If you’re still willing to bring something to an economist, could I have a new crystal ball? Don’t get me wrong, I’m not ungrateful, and I really appreciated the 1985 model you gave me. It served me well for a long time: into the 2000s I could look in and it would help me make a decent guess about what was going on and what might happen next. But the inside turned a bit cloudy somewhere around 2008 and these days when I peer into it I can’t make out what it’s telling me. I ask it, ‘Why are Australian house prices doing so well when interest rates have risen so much? Why haven’t expensive share markets weakened? Why are investors behaving as if we didn’t face some of the worst geopolitical risks in years?’ But it just sits on the desk, the inside clearing now and then to reveal an occasional ambiguous hint, but mostly its psychic batteries seem to have run down. If you have a 2023 model available, that would be great, but I won’t be disappointed if you’re out of stock – I gather all my economist colleagues have developed similar blind spots and I wouldn’t be too surprised if you’ve already run out.

And I’d really like a train set. You brought me one in Dublin when I was little: do you recall? Hornby, it was, driven by clockwork, but everything’s electric these days and the kids didn’t want the old fashioned version, and so it’s long since gone to the hospice shop. But I still like trains, real ones and model ones. When I lived in Japan in the 1980s I happily went carless and travelled by train everywhere.

“Santa, the only new train network I’m likely to see in coming years is the one I roll out myself, in the shed.”

It was fun, cheap, reliable, safe and ubiquitous, and you could read or listen to music or do the crossword as you went. Back then, climate change wasn’t much of a thing, but these days there’s yet another reason to like trains: they’re environmentally friendly. You’d think everywhere would be investing in them, Santa, wouldn’t you, but if you read the news down these parts, it’s sad. Things like the Melbourne Airport train link look like being shelved. In New Zealand, if one major party says it’s going to build a new rail line, the other major party will commit to rip it out, so Auckland light rail looks doomed. Governments should be putting in more trains, and all the other infrastructure we’re going to need, but they’re not. Let’s face it, Santa, the only new train network I’m likely to see in coming years is the one I roll out myself, in the shed.

* Information provided:
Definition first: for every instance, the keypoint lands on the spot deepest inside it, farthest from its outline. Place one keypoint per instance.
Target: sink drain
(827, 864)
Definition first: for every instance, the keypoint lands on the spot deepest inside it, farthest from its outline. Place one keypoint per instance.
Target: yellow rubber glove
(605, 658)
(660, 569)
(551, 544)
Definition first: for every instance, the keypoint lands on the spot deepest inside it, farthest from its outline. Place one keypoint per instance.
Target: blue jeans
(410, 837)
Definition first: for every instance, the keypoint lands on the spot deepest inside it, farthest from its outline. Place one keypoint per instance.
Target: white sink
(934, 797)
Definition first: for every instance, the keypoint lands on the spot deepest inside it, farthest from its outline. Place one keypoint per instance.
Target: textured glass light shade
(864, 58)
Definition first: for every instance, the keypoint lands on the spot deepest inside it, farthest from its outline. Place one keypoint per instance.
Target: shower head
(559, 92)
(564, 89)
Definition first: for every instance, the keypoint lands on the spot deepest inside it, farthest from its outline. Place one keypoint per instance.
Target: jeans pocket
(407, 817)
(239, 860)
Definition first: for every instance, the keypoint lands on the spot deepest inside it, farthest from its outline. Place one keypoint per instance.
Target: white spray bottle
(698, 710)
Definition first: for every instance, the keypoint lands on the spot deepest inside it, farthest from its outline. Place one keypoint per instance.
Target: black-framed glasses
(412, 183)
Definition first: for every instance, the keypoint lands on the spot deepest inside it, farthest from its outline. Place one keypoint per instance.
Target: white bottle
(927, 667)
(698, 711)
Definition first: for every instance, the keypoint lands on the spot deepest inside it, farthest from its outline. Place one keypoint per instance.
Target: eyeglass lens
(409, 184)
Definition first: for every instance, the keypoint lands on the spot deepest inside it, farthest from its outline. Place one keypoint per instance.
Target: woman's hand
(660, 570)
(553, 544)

* What you have to do: In the letter to Santa, in which country did the writer live carless in the 1980s and travel everywhere by train?

* Reply: Japan